**Your goal**
Using the records below, repeat exactly the lines from the one holding "box: [663, 325, 729, 387]" through the one holding "positive clicks: (717, 344) (716, 345)", both ends included, and no others.

● ● ●

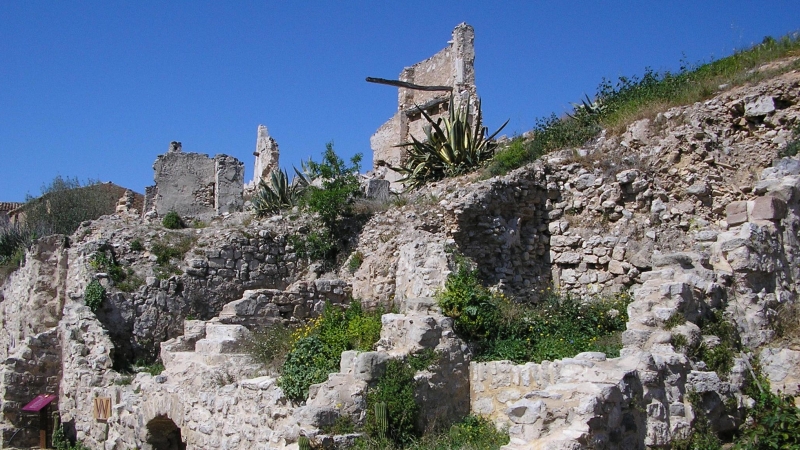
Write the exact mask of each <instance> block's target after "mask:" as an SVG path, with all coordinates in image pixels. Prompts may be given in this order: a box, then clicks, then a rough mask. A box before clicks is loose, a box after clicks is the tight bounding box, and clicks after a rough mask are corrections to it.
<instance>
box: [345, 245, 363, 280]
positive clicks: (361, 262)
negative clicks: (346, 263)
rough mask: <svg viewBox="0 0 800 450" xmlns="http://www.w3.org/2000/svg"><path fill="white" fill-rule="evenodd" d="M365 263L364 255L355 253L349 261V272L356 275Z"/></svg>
mask: <svg viewBox="0 0 800 450" xmlns="http://www.w3.org/2000/svg"><path fill="white" fill-rule="evenodd" d="M363 262H364V254H363V253H361V252H358V251H356V252H353V254H352V255H351V256H350V260H349V261H347V271H348V272H350V273H351V274H353V273H356V270H358V268H359V267H361V263H363Z"/></svg>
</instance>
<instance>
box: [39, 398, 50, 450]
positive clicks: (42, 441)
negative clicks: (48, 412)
mask: <svg viewBox="0 0 800 450" xmlns="http://www.w3.org/2000/svg"><path fill="white" fill-rule="evenodd" d="M48 409H50V407H49V406H45V407H44V408H42V409H41V410H40V411H39V448H47V410H48Z"/></svg>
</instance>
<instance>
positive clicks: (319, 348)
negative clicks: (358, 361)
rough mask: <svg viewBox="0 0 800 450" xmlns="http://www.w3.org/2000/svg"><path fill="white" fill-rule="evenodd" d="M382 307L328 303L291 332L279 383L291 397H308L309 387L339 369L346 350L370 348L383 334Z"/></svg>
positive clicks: (278, 380) (282, 388) (301, 399)
mask: <svg viewBox="0 0 800 450" xmlns="http://www.w3.org/2000/svg"><path fill="white" fill-rule="evenodd" d="M381 315H382V311H381V310H377V311H374V312H366V311H364V310H363V309H362V308H361V304H360V303H359V302H356V301H353V302H351V304H350V307H349V308H347V309H343V308H339V307H335V306H332V305H330V304H326V305H325V309H324V310H323V312H322V315H321V316H320V317H318V318H317V319H314V320H312V321H311V322H310V323H309V324H307V325H306V326H305V327H301V328H300V329H298V330H297V331H296V332H295V333H294V335H293V336H292V341H293V342H292V346H291V351H290V352H289V354H288V355H287V357H286V362H284V364H283V368H282V371H281V377H280V378H279V380H278V385H279V386H280V387H281V388H282V389H283V392H284V394H286V396H287V397H289V398H290V399H292V400H304V399H305V398H306V397H308V388H309V386H311V385H312V384H316V383H321V382H323V381H325V380H326V379H327V378H328V374H330V373H334V372H337V371H338V369H339V361H340V359H341V354H342V352H343V351H345V350H359V351H369V350H372V346H373V344H374V343H375V342H377V340H378V339H379V338H380V330H381Z"/></svg>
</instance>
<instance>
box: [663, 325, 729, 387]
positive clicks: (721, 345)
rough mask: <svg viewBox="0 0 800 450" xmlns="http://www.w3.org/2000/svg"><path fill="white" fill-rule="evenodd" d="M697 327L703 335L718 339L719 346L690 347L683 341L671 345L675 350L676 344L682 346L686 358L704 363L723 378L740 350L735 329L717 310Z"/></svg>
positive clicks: (717, 344) (716, 345)
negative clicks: (712, 336) (685, 355)
mask: <svg viewBox="0 0 800 450" xmlns="http://www.w3.org/2000/svg"><path fill="white" fill-rule="evenodd" d="M698 325H699V326H700V330H701V332H702V334H703V335H706V336H712V335H713V336H716V337H718V338H719V344H717V345H715V346H714V347H709V346H708V345H706V344H705V343H704V342H699V343H697V344H695V345H692V346H690V345H688V343H685V342H684V341H680V342H678V343H675V342H673V344H674V345H675V347H676V348H678V347H681V345H678V344H683V345H682V347H683V349H685V352H686V356H688V357H689V358H691V359H692V360H695V361H703V362H705V363H706V365H707V366H708V369H709V370H712V371H714V372H717V373H718V374H719V375H720V376H721V377H723V378H725V377H726V376H727V375H728V374H729V373H730V371H731V369H732V368H733V362H734V358H735V356H736V354H737V353H738V352H740V351H741V350H742V345H741V341H740V340H739V335H738V333H737V332H736V327H735V326H734V325H733V323H731V322H730V321H729V320H727V319H726V318H725V317H724V316H723V314H722V311H719V310H718V311H715V312H714V314H712V315H710V316H708V317H707V318H705V319H703V320H701V321H700V322H699V323H698Z"/></svg>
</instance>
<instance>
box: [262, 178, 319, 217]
mask: <svg viewBox="0 0 800 450" xmlns="http://www.w3.org/2000/svg"><path fill="white" fill-rule="evenodd" d="M295 172H296V173H297V175H298V176H296V177H295V179H294V180H293V181H292V182H291V183H290V182H289V175H288V174H287V173H286V171H285V170H278V169H275V170H273V171H272V173H270V176H269V184H267V183H266V182H265V181H264V180H261V181H259V183H258V190H257V191H256V193H255V195H254V196H253V199H252V202H253V211H255V213H256V216H257V217H264V216H268V215H270V214H274V213H277V212H278V211H280V210H281V208H291V207H292V206H294V205H296V204H297V202H298V200H299V199H300V196H301V195H302V193H303V191H304V190H305V188H306V187H307V186H308V184H309V180H308V178H307V177H305V176H304V175H303V174H301V173H300V172H298V171H297V169H295Z"/></svg>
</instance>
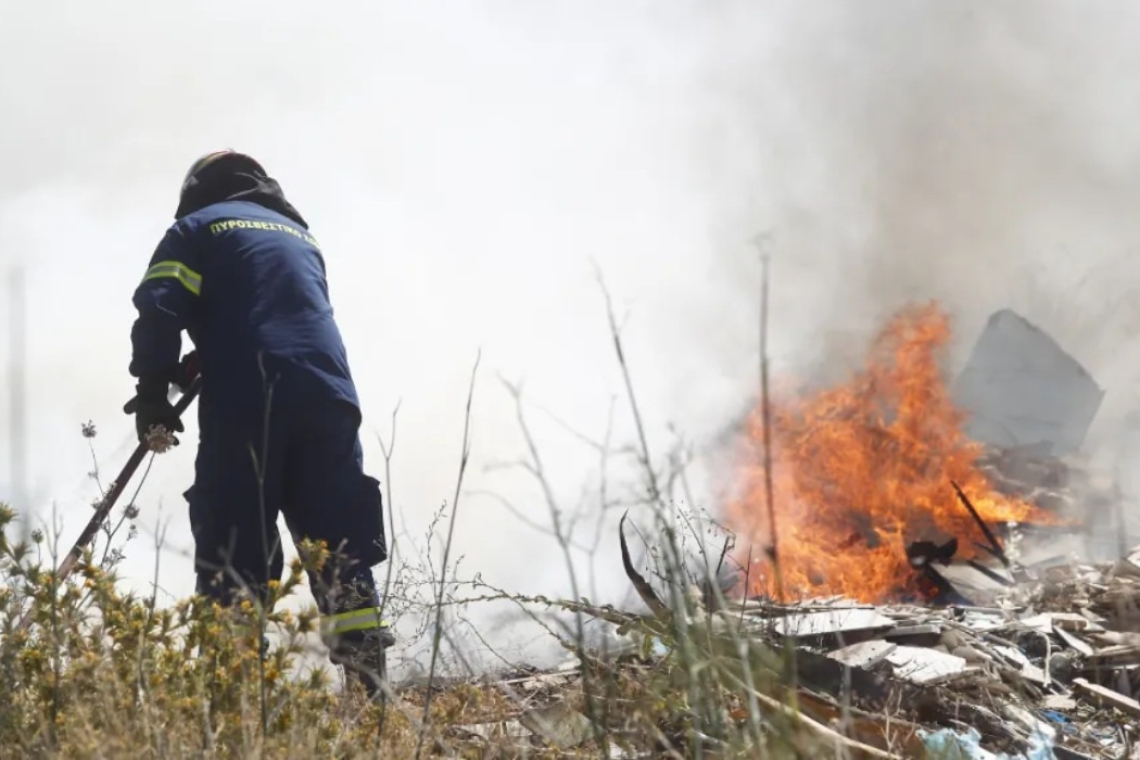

● ● ●

**Task output**
box: [663, 325, 729, 387]
positive clicks: (721, 345)
rough mask: <svg viewBox="0 0 800 450" xmlns="http://www.w3.org/2000/svg"><path fill="white" fill-rule="evenodd" d="M697 327L703 335L718 339L719 346L690 347L683 341L671 345L675 350L676 344L682 346L686 358L704 363L723 378L740 350L735 329L717 310Z"/></svg>
positive clicks: (717, 344) (716, 345)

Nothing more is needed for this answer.